Problem to work on. State how many lines in the listing include the word "vinyl", and give no other text.

Data excerpts.
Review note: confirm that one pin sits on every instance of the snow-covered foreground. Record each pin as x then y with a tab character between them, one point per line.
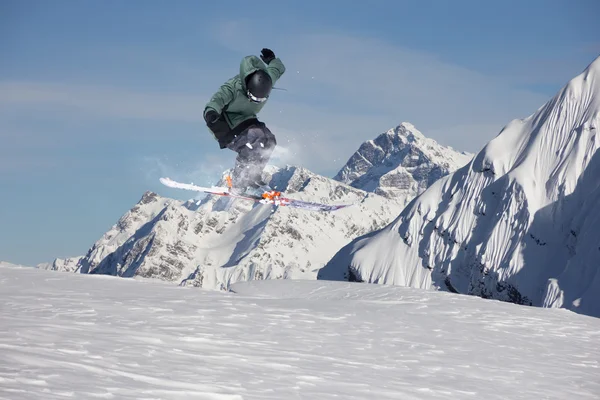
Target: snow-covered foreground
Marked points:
85	337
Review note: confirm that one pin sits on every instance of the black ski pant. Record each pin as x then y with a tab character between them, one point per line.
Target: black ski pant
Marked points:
254	146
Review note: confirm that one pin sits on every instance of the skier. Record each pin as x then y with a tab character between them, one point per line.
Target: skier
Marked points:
231	116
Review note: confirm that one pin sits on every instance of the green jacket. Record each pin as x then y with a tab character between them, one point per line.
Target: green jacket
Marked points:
231	100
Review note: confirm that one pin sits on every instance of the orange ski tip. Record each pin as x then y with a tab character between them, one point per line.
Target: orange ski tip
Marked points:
271	195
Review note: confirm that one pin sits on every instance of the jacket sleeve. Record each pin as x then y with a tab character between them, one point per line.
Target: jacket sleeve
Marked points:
275	69
222	97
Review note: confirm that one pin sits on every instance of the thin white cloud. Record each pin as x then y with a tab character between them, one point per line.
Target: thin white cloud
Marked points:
103	101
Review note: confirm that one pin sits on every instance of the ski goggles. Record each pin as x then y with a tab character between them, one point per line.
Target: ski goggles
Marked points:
256	99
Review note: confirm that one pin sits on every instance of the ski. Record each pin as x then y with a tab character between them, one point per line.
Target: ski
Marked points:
274	198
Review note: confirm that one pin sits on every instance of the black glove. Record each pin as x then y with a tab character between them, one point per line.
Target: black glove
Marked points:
211	116
267	55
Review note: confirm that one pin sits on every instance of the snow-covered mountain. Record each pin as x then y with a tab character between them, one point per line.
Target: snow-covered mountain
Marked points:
400	164
62	264
215	243
520	222
218	241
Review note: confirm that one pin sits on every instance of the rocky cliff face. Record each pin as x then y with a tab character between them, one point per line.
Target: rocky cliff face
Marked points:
400	164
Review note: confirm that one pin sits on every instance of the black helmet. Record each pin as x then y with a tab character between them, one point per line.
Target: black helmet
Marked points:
259	86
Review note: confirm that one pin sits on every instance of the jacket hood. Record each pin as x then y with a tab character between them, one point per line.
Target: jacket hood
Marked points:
249	65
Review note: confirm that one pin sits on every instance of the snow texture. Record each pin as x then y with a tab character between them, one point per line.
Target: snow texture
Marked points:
519	223
97	337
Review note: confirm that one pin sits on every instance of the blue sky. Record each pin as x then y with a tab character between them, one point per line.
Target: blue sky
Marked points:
98	99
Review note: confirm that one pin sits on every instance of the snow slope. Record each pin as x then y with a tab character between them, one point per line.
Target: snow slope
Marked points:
89	337
400	164
217	242
520	222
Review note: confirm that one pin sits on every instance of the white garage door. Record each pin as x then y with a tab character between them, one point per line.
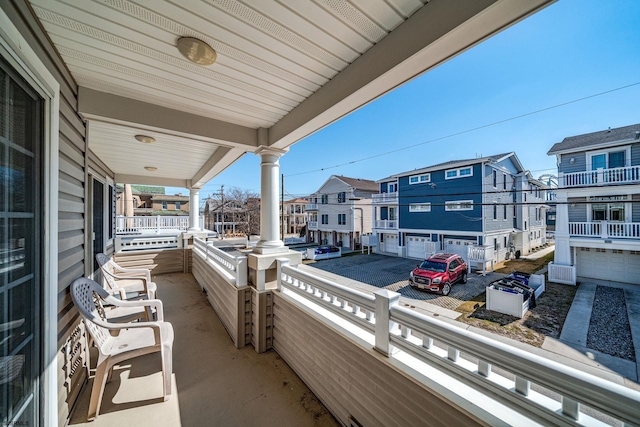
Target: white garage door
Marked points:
458	246
416	246
390	244
606	264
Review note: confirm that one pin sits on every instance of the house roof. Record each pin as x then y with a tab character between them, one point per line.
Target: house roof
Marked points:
603	137
458	163
359	184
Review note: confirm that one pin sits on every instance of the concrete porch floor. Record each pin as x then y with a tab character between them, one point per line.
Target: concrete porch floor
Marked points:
214	383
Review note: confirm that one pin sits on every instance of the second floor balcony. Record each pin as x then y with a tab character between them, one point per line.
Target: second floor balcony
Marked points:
386	224
605	229
600	177
385	198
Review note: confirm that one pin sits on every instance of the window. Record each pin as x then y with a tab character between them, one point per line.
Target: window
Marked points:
462	205
458	173
608	208
419	179
609	160
420	207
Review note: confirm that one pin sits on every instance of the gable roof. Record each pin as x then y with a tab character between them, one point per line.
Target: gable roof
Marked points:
603	137
460	163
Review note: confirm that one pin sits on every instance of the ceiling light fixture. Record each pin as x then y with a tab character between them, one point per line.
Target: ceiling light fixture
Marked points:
196	51
146	139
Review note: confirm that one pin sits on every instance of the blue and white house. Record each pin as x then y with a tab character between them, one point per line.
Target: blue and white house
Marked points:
489	201
598	207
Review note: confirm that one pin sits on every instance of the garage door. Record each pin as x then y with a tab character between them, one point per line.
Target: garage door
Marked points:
416	246
458	246
606	264
390	244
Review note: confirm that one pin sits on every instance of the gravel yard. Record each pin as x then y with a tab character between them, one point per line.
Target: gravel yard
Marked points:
609	329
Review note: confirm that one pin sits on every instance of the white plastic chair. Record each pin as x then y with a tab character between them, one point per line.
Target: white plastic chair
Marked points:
128	283
132	339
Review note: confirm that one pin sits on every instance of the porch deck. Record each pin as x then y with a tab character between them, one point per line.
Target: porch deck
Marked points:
214	383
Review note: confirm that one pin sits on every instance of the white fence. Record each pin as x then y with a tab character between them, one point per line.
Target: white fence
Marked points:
565	274
385	198
625	175
386	224
151	224
234	268
605	229
466	355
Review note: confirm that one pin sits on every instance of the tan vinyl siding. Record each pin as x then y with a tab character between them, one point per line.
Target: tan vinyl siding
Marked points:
352	380
70	197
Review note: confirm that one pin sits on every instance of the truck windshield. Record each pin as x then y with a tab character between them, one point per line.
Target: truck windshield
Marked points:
433	266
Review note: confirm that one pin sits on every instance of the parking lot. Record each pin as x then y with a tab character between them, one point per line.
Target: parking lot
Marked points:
393	273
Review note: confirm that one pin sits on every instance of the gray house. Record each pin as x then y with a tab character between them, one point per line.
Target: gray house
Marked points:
598	206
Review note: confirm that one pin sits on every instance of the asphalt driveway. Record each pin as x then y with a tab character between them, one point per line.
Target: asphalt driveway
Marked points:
393	273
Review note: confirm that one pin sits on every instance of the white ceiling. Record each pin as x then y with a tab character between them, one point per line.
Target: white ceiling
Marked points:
289	67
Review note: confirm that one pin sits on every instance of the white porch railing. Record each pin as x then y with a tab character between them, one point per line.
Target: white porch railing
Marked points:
465	355
234	268
385	198
386	224
625	175
151	224
565	274
605	230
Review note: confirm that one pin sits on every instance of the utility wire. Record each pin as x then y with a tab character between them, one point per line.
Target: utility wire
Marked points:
468	130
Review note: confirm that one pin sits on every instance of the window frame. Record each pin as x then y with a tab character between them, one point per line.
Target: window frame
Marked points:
459	203
420	207
457	172
422	178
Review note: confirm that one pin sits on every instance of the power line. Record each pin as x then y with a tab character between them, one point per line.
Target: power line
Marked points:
468	130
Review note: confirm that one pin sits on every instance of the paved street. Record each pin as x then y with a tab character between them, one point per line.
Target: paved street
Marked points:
393	273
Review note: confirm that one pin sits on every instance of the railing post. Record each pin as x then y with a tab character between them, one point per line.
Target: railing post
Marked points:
385	299
281	262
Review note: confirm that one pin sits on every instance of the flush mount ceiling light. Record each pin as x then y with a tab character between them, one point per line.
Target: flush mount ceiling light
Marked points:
146	139
196	51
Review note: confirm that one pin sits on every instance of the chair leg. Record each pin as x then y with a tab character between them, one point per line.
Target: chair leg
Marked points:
99	381
167	370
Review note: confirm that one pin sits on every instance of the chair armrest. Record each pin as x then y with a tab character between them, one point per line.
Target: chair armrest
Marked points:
144	271
153	303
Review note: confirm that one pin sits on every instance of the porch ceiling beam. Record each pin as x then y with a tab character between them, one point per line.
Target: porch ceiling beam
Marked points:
152	180
219	161
437	32
93	104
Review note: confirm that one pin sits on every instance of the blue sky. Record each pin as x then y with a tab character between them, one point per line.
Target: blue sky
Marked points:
571	50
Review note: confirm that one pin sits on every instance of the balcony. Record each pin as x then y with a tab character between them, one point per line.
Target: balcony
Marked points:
385	199
600	177
386	224
605	230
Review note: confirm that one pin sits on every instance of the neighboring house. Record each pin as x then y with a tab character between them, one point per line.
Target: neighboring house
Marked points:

Solution. 2